→ Required action
In the text on lignocellulosic biomass below, set down the passage between "There are many" and "of enzymes [2].", inclusive, word for word.

→ Text
Background

The interest of biochemical deconstruction of lignocellulosic biomass into sugars for the production of ethanol fuel or chemicals has been increasing in the last decades due to oil prices volatility, together with the lower carbon emissions profile of the biochemical route with direct benefit in the mitigation of global warming and climate change. Lignocellulosic materials are a renewable and abundant source of carbon for the production of fuels and chemicals. They can be obtained from low-cost resources like agricultural and forest residues, municipal solid waste, waste paper and energy crops. These materials contain polymeric sugars that can be hydrolyzed and subsequently fermented to ethanol by microorganisms [1].

Lignocellulosic material is composed mainly of three polymers: cellulose, hemicellulose and lignin, which are associated in a complex matrix with different composition depending on the type, species and source of the biomass [2]. The presence of these complex interlinked polymers presents a physical barrier to protect cellulose from degradation. This compact and rigid structure is the cause of biomass recalcitrance to hydrolysis and deconstruction. The factors that contribute to biomass recalcitrance include: crystallinity and degree of polymerization of cellulose; accessible surface area (or porosity); protection of cellulose by lignin; cellulose sheathing by hemicellulose; and fiber strength [3, 4].

While the enzymatic breakdown of lignocellulosic biomass is a complicated process, involving many activities which work in tandem to decompose a heterogeneous and naturally recalcitrant substrate, the understanding of both known and yet-to be discovered enzymes and activities has increased significantly in recent years [5].

To increase the yield of enzymatic hydrolysis at the industrial scale, a physico-chemical pretreatment of the biomass is required, whose main objective is altering the chemical composition and physical structures of biomass to remove the recalcitrant barriers and enhance the enzymatic digestibility of cellulose, to allow the exposed complex carbohydrates such as cellulose and hemicelluloses to be readily hydrolyzed to fermentable sugars.

There are many comprehensive reviews where different pretreatment technologies based on physical, chemical and biological methods have been described [2, 3, 6]. Basically, an effective pretreatment method should be cheap (both in capital and operating costs), effective on a wide range of lignocellulosic materials, require minimum preparation/handling steps prior to pretreatment, ensure recovery of all of the lignocellulosic components in a useable form, and provide a cellulosic stream that can be efficiently hydrolyzed with low concentrations of enzymes [2].

→ Stored data entries

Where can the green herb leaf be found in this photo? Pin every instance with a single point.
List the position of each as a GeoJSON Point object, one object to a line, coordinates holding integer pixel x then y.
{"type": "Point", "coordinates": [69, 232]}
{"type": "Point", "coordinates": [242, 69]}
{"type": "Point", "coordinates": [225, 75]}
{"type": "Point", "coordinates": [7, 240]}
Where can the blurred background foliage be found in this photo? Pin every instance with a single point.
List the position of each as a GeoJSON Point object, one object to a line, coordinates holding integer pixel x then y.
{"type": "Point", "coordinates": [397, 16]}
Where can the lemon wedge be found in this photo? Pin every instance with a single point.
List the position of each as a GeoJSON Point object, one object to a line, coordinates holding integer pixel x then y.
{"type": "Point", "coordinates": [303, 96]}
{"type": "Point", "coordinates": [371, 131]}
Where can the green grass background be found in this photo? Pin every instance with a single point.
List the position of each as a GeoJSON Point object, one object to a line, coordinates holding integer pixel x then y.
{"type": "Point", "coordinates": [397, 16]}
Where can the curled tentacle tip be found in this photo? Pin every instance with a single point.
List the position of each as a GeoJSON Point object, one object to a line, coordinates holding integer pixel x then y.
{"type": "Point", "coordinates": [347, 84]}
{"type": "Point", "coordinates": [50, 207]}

→ Solution
There are many comprehensive reviews where different pretreatment technologies based on physical, chemical and biological methods have been described [2, 3, 6]. Basically, an effective pretreatment method should be cheap (both in capital and operating costs), effective on a wide range of lignocellulosic materials, require minimum preparation/handling steps prior to pretreatment, ensure recovery of all of the lignocellulosic components in a useable form, and provide a cellulosic stream that can be efficiently hydrolyzed with low concentrations of enzymes [2].